→ Exercise brief
Set down the whole listing verbatim.

→ Supplied data
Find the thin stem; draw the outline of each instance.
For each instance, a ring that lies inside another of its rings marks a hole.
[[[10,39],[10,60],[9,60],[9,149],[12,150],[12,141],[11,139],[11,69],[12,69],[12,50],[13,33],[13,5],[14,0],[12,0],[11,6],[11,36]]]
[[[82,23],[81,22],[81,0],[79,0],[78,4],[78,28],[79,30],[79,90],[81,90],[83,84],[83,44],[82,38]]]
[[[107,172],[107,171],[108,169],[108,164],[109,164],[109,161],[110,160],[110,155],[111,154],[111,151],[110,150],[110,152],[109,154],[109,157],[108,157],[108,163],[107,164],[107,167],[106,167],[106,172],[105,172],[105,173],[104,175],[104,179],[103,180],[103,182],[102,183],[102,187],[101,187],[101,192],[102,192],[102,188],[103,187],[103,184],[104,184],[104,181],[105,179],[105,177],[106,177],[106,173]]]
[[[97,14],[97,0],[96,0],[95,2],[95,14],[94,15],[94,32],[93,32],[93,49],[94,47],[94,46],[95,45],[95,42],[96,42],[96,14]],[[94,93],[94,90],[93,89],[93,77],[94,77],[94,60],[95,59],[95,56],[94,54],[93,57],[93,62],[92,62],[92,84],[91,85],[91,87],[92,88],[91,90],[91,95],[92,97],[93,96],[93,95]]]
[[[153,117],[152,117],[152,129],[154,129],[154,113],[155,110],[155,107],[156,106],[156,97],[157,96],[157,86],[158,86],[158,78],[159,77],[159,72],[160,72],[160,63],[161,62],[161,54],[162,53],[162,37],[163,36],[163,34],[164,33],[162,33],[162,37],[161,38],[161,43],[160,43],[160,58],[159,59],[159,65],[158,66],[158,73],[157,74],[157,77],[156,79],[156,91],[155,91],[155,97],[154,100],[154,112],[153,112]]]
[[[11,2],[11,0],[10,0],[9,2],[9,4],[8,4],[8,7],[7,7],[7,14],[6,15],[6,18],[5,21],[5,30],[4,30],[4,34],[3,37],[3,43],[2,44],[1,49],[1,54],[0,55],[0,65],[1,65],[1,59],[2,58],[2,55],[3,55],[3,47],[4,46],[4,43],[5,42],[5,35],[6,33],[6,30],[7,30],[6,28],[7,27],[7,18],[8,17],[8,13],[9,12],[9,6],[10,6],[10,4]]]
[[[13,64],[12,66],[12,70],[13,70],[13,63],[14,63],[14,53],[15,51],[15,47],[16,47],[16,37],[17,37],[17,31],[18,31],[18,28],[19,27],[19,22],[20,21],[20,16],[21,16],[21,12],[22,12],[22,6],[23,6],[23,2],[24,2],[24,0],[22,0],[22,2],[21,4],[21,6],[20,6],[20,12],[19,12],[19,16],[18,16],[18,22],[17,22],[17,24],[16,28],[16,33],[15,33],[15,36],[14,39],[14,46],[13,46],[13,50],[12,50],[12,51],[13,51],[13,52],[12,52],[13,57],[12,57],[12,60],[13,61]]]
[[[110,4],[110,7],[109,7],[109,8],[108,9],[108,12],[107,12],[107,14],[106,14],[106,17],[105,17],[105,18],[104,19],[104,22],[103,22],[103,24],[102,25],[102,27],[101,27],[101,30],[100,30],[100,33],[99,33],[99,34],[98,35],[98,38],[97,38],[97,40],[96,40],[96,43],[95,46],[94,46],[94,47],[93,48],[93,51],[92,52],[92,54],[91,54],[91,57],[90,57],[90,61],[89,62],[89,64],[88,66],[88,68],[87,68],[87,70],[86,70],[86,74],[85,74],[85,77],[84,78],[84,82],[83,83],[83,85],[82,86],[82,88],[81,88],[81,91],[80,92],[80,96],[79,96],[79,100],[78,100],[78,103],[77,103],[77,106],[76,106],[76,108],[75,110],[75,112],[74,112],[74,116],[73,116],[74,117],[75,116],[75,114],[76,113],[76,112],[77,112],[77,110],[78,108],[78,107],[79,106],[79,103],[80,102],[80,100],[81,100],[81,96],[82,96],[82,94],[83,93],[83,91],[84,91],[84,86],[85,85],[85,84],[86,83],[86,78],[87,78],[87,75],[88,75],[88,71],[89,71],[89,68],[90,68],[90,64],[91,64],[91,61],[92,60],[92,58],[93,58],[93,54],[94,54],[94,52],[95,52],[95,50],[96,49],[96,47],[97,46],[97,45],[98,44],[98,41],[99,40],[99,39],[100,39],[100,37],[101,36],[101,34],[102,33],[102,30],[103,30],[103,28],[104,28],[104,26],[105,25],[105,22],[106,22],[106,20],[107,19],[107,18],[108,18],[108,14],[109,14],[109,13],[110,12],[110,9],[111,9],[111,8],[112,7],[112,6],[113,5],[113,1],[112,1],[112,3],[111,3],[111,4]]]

→ Finished answer
Find the thin stem; draw the outline of each instance.
For each instance, a ring that lies inside another of its rings marks a hole.
[[[10,39],[10,60],[9,60],[9,149],[12,150],[12,141],[11,139],[11,69],[12,69],[12,50],[13,33],[13,5],[14,0],[12,0],[11,6],[11,36]]]
[[[82,23],[81,22],[81,0],[79,0],[78,4],[78,28],[79,30],[79,90],[81,90],[83,84],[83,44],[82,38]]]
[[[107,172],[107,171],[108,169],[108,164],[109,164],[109,161],[110,160],[110,155],[111,154],[111,151],[110,150],[110,152],[109,154],[109,157],[108,157],[108,163],[107,164],[107,167],[106,167],[106,172],[105,172],[105,173],[104,175],[104,179],[103,180],[103,182],[102,183],[102,187],[101,187],[101,192],[102,192],[102,188],[103,187],[103,184],[104,184],[104,181],[105,179],[105,177],[106,177],[106,173]]]
[[[97,14],[97,0],[96,0],[95,2],[95,14],[94,15],[94,32],[93,32],[93,49],[94,47],[94,46],[95,45],[95,42],[96,42],[96,14]],[[94,93],[94,90],[93,89],[93,77],[94,77],[94,60],[95,59],[95,56],[94,54],[93,57],[93,62],[92,62],[92,84],[91,85],[91,87],[92,88],[91,90],[91,95],[92,97],[93,96],[93,95]]]
[[[153,117],[152,117],[152,129],[154,129],[154,113],[155,110],[155,107],[156,106],[156,97],[157,96],[157,86],[158,86],[158,78],[159,77],[159,72],[160,72],[160,63],[161,62],[161,54],[162,53],[162,37],[163,36],[163,34],[164,33],[162,33],[162,37],[161,38],[161,43],[160,43],[160,58],[159,59],[159,65],[158,66],[158,73],[157,74],[157,77],[156,79],[156,91],[155,91],[155,97],[154,100],[154,112],[153,112]]]
[[[11,2],[11,0],[10,0],[9,2],[9,4],[8,4],[8,7],[7,7],[7,14],[6,15],[6,18],[5,21],[5,30],[4,30],[4,34],[3,37],[3,43],[2,44],[1,49],[1,54],[0,55],[0,65],[1,65],[1,59],[2,58],[2,55],[3,55],[3,47],[4,46],[4,43],[5,42],[5,35],[6,33],[6,30],[7,30],[6,28],[7,27],[7,18],[8,17],[8,13],[9,12],[9,6],[10,6],[10,4]]]
[[[13,64],[12,66],[12,70],[13,70],[13,63],[14,63],[14,53],[15,51],[15,47],[16,47],[16,37],[17,37],[17,31],[18,31],[18,28],[19,27],[19,22],[20,21],[20,16],[21,16],[21,12],[22,12],[22,6],[23,6],[23,2],[24,2],[24,0],[22,0],[22,2],[21,4],[21,6],[20,6],[20,12],[19,12],[19,16],[18,16],[18,22],[17,22],[17,24],[16,28],[16,33],[15,33],[15,36],[14,39],[14,46],[13,46],[13,50],[12,50],[12,51],[13,51],[13,52],[12,52],[13,57],[12,57],[12,60],[13,61]]]
[[[110,4],[110,7],[109,7],[109,8],[108,9],[108,12],[107,12],[107,14],[106,14],[106,17],[105,17],[105,18],[104,19],[104,22],[103,22],[103,24],[102,25],[102,27],[101,27],[101,30],[100,30],[100,33],[99,33],[99,34],[98,35],[98,38],[97,38],[97,40],[96,40],[96,43],[95,46],[94,46],[94,47],[93,48],[93,51],[92,52],[92,54],[91,54],[91,57],[90,57],[90,61],[89,62],[89,64],[88,66],[88,68],[87,68],[87,70],[86,70],[86,74],[85,74],[85,77],[84,78],[84,82],[83,83],[83,85],[82,86],[82,88],[81,88],[81,91],[80,92],[80,96],[79,96],[79,100],[78,100],[78,103],[77,103],[77,106],[76,106],[76,108],[75,110],[75,112],[74,112],[74,116],[73,116],[74,117],[75,116],[75,114],[76,113],[76,112],[77,112],[77,110],[78,108],[78,107],[79,106],[79,103],[80,102],[80,100],[81,100],[81,96],[82,96],[82,94],[83,93],[83,91],[84,91],[84,86],[85,85],[85,84],[86,83],[86,78],[87,78],[87,75],[88,75],[88,71],[89,71],[89,68],[90,68],[90,64],[91,64],[91,61],[92,60],[92,58],[93,58],[93,54],[94,54],[94,52],[95,52],[95,50],[96,49],[96,47],[97,46],[97,45],[98,44],[98,41],[99,40],[99,39],[100,39],[100,37],[101,36],[101,34],[102,33],[102,30],[103,30],[103,28],[104,28],[104,26],[105,25],[105,22],[106,22],[106,20],[107,19],[107,18],[108,18],[108,14],[109,14],[109,13],[110,12],[110,9],[111,9],[111,8],[112,7],[112,6],[113,5],[113,1],[112,1],[112,3],[111,3],[111,4]]]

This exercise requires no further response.